◆ **TASK DESCRIPTION**: Nothing in the entries should be altered. Write them out in full.

DATA FOR REVIEW: Begin

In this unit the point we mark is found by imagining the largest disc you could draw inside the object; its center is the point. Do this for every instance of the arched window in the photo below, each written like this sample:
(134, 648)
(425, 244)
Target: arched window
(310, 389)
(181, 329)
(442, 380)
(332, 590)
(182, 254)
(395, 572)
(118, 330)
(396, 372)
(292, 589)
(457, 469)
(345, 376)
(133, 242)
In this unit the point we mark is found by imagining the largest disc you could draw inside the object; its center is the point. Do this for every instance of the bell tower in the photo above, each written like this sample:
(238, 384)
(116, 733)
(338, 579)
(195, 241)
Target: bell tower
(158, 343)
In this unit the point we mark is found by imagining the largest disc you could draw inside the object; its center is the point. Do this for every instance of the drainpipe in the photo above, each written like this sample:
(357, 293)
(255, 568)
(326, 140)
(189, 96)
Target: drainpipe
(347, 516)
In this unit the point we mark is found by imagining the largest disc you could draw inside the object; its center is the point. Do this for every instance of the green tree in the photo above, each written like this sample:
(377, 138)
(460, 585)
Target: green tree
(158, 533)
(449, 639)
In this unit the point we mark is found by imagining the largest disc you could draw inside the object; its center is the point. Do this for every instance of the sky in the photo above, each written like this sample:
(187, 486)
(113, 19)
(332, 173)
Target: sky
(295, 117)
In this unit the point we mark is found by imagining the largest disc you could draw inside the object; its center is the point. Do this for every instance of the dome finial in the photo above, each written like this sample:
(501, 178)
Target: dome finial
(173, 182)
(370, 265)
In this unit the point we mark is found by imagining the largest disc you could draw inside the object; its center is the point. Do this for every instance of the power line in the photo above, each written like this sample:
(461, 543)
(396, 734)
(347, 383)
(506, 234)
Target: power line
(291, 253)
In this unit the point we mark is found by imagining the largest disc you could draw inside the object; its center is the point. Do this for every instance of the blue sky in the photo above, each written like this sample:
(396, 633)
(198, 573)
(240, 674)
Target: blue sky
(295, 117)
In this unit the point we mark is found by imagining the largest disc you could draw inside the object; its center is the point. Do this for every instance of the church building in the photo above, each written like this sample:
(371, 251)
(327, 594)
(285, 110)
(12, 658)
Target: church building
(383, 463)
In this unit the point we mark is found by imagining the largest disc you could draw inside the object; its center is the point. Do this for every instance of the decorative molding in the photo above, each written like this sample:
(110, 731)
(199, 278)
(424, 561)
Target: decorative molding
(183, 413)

DATA FOR REVIEW: End

◆ **WRITTEN REPLY**:
In this unit the point we mark is found by imagining the largest disc you could draw inside the object; its center is the point. Do this for every instance of the arched window in the photo below, each written like this sample:
(134, 648)
(425, 244)
Target: arched window
(310, 389)
(181, 329)
(442, 380)
(332, 590)
(182, 254)
(395, 572)
(118, 330)
(396, 372)
(292, 589)
(457, 469)
(345, 376)
(133, 242)
In this unit the point we mark is found by imagining the largest disc you could draw inside the object; its center is the point. Do this for every instance of the bell tower in the photo above, each written like this sample:
(238, 384)
(116, 733)
(338, 579)
(195, 241)
Target: bell tower
(158, 343)
In this unit the point we mark is found by imagining the largest disc you could draw inside the object; its center is the point. Do this for every instance of the drainpipe in the photo above, each written like this sample:
(357, 293)
(255, 568)
(326, 140)
(189, 96)
Target: drainpipe
(347, 516)
In this unit the point we mark is found by imagining the largest disc you could draw inside the object; its center is the point. Do this for every instance of the green tree in the photo above, each written like this sample:
(377, 138)
(460, 585)
Target: green tree
(158, 533)
(449, 639)
In this unit the point we mark is found by imagining the largest disc you could draw inside the object; its center is the point. Do this for every instance of the sky in the photo above, each written like this sample:
(187, 486)
(113, 19)
(332, 173)
Target: sky
(295, 117)
In this unit the point we mark is found by imagining the largest disc you could draw inside the object; its center is the point. Do this for every instance of the dome finial in the photo above, each written like this sample:
(501, 178)
Target: dome finial
(173, 182)
(370, 265)
In this unit the point we mark is found by imagining the largest disc you could draw inside the object; its center is the point. Do this for every instance of the power line in the photo above, each written like this sample:
(461, 543)
(396, 734)
(347, 383)
(506, 234)
Target: power line
(291, 253)
In this unit the point we mark is found by imagining the largest disc you could draw inside the object; its center is the point. Do this for every instance of the blue sky in the photo above, each written like this sample:
(396, 633)
(198, 573)
(240, 674)
Target: blue sky
(295, 117)
In this unit the point we mark is found by imagining the largest disc you could draw inside the object; its center is the point. Do this for every instance of the church building in the photo above, each written like this sample:
(371, 251)
(327, 594)
(285, 110)
(12, 658)
Target: church building
(383, 463)
In this unit the point we mark is found by imagining the largest disc you could draw inside the object; its center is the point. Do this for every instance of the decorative molding in the photo above, each written like this sample:
(110, 731)
(199, 278)
(424, 561)
Target: decorative molding
(183, 413)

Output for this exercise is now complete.